== Requisitos ==
1. Reescribe en forma de lista el párrafo del texto sobre Amores Perros que empieza con "De inicio habría que enfocarnos", sin perder sus datos principales.
2. Reproduce literalmente el pasaje del texto sobre Amores Perros que comienza con las palabras que contienen "Entre los años" y termina con "títulos nunca faltaron.".

== Fragmento del texto ==
::::

Hace 20 años, Amores Perros se convirtió en la carta de intenciones de una cinematografía nacional que buscaba resurgir de las cenizas.
Entre los años 30 y 50, la industria cinematográfica mexicana vivió una época de oro, En ella, se producían, distribuían y elaboraban filmes que conectaban e impactaban con los diversos públicos del territorio y el mundo. Cineastas como Luis Buñuel o Ismael Rodríguez dieron vida a las historias más icónicas de la época, el nombre de María Félix o Pedro Infante era reconocido por todo el colectivo nacional. Talento, apoyo y títulos nunca faltaron.
Probablemente de lo primero nunca se ha carecido el país, lamentablemente no podemos decir lo mismo de lo segundo y consiguientemente lo tercero, pues posterior a dicho periodo dorado, el soporte estatal hacía el séptimo arte fue recrudeciéndose hasta alcanzar su punto más bajo en 1998, donde apenas se produjeron 10 filmes.
Dentro de ese contexto una joven generación de realizadores superarían las vicisitudes del entorno y saciarían su inquietud de contar historias, mismas que por su destacable manufactura audiovisual demostraría a la nación y al mundo que la cinematografía mexicana aún tenía mucho por decir. El primer golpe sobre la mesa sería Amores Perros.
Uniendo a la jauría
Estudiante de Comunicación de la Universidad Iberoamericana , posteriormente locutor de radio y posteriormente creador de promocionales del Canal 5, la curiosidad y atrevimiento de Alejandro González Iñárritu lo llevarían a realizar una película, y precisamente sería la segunda característica la que definiría su ópera prima, la cual representaría en cada uno de sus apartados una ruptura para el cine que se realizaba en el país y época.
De inicio habría que enfocarnos en el guión escrito por Guillermo Arriaga, el cual basa su trama en 3 historias que se interconectan en un choque de autos: una de ellas se centra en un triángulo amoroso donde Octavio busca escapar con la esposa de su hermano Ramiro. En otra, se aborda la relación de una pareja conformada por Daniel y Valeria, quienes ven su edén pasional desmentido ante las vicisitudes que supone la complicaciones en términos de salud que enfrenta Valeria. Mientras la última línea argumental se enfoca en El Chivo, un sicario a sueldo que enfrenta los fantasmas que supuso abandonar a su familia.
Cada una de ellas propone y desarrolla un arco bien definido con una reflexión en común -a la que prometo volver más adelante-, pero explicado lo anterior es importante mencionar que los temas y acciones en torno al relato, sumado a los diversos departamentos que componen al mismo, construyen en el subtexto a otro de sus protagonistas: la Cuidad de México.
En el mismo territorio y apenas a algunos pasos de distancia, coluden dos realidades: la clase alta y la marginada, los anhelos de ascender en la escala social y el espejismo de la fama son puestos frente a frente, sumidos en montaje -donde participó el mismo Guillermo del Toro, quien inclusive redujo 40 minutos del metraje- que intercala sus narrativas en un ritmo frenético característico de la capital.

::::

== Información proporcionada ==
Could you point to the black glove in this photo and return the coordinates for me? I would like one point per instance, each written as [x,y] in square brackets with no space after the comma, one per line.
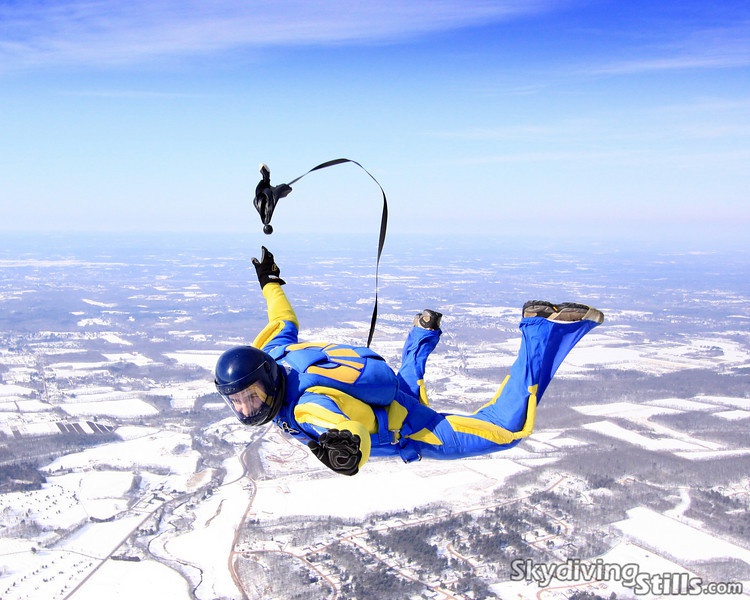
[267,270]
[338,450]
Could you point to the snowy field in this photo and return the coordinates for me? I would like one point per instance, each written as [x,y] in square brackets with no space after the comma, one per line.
[61,538]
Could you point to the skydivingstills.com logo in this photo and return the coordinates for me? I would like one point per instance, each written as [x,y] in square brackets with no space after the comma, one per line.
[628,575]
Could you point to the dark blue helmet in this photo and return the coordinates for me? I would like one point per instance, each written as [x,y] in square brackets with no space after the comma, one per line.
[251,383]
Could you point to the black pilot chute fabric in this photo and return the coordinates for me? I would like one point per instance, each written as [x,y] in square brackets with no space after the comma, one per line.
[267,196]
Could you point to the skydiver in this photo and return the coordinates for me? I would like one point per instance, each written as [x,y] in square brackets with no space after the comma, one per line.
[347,404]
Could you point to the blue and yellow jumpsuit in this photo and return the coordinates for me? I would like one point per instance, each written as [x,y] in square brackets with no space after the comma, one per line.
[332,386]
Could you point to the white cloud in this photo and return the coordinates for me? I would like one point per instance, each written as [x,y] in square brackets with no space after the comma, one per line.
[710,48]
[105,32]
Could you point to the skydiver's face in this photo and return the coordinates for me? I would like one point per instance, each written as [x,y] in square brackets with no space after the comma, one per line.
[249,401]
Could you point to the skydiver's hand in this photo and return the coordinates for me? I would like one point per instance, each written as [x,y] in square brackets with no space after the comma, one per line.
[267,270]
[338,450]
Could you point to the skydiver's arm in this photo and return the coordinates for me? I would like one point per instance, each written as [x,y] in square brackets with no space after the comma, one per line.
[282,325]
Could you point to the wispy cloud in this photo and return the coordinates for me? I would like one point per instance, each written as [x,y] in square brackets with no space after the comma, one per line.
[710,48]
[36,32]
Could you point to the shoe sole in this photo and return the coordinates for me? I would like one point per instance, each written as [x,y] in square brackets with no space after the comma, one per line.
[565,312]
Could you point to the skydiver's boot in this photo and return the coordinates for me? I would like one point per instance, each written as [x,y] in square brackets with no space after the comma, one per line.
[428,319]
[565,312]
[570,311]
[538,308]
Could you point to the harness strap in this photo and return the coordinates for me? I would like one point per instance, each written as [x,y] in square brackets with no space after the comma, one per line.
[383,435]
[408,450]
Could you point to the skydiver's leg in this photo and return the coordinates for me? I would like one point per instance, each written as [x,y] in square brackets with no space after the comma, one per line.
[509,416]
[417,348]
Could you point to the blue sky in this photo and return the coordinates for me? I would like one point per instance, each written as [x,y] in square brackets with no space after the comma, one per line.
[526,116]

::::

== Soluciones por tarea ==
1.
- El guion, escrito por Guillermo Arriaga, une tres historias mediante un choque de autos.
- Primera historia: un triángulo amoroso en el que Octavio busca escapar con la esposa de su hermano Ramiro.
- Segunda historia: la pareja formada por Daniel y Valeria, cuyo edén pasional se desmorona por los problemas de salud de Valeria.
- Tercera historia: El Chivo, un sicario a sueldo que enfrenta los fantasmas de haber abandonado a su familia.

2.
Entre los años 30 y 50, la industria cinematográfica mexicana vivió una época de oro, En ella, se producían, distribuían y elaboraban filmes que conectaban e impactaban con los diversos públicos del territorio y el mundo. Cineastas como Luis Buñuel o Ismael Rodríguez dieron vida a las historias más icónicas de la época, el nombre de María Félix o Pedro Infante era reconocido por todo el colectivo nacional. Talento, apoyo y títulos nunca faltaron.